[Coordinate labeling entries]
++++++

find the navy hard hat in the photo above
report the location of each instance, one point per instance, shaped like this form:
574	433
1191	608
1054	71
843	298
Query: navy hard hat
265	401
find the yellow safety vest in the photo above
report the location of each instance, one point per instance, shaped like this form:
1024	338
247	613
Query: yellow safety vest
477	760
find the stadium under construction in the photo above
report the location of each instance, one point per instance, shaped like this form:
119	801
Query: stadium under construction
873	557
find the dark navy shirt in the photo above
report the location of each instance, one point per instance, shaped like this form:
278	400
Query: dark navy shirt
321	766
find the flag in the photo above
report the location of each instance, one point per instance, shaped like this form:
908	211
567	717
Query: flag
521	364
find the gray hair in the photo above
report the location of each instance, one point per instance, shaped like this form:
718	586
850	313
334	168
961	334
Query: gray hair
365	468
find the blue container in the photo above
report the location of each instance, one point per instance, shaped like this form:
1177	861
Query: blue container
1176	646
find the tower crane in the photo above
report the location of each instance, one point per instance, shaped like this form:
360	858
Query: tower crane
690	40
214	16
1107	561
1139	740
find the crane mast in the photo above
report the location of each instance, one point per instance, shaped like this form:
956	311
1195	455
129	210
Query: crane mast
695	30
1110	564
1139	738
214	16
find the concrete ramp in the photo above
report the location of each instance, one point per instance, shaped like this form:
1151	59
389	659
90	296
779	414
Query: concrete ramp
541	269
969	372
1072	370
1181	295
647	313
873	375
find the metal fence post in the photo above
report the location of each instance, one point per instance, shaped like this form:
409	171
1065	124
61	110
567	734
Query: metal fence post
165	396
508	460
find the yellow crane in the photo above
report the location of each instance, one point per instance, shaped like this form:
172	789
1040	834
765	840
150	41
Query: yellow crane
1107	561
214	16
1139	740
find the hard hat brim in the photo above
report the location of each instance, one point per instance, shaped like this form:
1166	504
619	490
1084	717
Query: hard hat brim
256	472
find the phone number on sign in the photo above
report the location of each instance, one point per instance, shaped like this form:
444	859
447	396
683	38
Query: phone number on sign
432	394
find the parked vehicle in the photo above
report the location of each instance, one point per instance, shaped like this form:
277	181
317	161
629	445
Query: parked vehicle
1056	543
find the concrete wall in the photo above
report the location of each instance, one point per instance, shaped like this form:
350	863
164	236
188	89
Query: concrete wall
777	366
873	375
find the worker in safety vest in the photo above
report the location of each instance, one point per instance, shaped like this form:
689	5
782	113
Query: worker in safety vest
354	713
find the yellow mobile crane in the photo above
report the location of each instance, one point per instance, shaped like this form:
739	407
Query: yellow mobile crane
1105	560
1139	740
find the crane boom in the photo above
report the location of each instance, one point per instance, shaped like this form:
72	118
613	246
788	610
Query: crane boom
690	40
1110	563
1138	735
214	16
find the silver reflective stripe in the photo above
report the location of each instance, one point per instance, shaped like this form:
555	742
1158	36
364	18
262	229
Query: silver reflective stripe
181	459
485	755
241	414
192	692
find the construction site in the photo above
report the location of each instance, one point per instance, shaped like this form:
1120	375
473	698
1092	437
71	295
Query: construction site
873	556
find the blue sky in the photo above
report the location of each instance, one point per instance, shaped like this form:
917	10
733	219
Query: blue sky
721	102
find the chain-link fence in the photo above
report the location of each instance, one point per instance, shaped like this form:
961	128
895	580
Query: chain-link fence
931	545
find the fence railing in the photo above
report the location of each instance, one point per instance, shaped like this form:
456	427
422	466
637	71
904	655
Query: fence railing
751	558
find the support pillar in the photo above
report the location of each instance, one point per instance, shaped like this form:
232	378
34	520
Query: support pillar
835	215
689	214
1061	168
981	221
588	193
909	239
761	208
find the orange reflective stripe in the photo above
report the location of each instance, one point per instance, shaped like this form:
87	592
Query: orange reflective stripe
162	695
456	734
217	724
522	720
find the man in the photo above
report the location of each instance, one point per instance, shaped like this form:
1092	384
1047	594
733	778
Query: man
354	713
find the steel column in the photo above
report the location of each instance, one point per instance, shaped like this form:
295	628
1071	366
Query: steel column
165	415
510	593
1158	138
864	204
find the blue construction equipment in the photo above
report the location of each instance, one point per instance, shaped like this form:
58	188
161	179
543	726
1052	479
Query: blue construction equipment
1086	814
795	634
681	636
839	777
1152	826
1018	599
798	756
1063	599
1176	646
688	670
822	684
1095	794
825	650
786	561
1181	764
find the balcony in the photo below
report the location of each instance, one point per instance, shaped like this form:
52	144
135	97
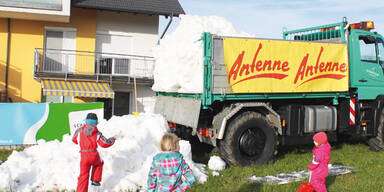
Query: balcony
41	10
93	66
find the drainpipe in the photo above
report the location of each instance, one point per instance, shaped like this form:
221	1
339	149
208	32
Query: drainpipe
166	28
7	64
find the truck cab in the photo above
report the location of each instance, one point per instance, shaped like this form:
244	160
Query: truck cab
248	125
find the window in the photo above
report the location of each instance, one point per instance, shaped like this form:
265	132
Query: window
111	49
56	41
367	49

++++++

§ REQUIRED TASK: Could you copy out every line from the one containing "find the truck cab in the photo above" through the end of the entries, requests included, adding -50 to each coordinate in the answers and leaving the requests and their format samples unchanged?

§ ANSWER TO THIS PROBLEM:
find the truck cab in the photo above
report the location of each instance, one point per instance, shaped like this form:
244	160
Query: truck cab
198	75
find the window in the photo above
report the location of each instance, one point per instance, shaped like this form:
265	132
Query: window
61	-1
6	-9
317	-1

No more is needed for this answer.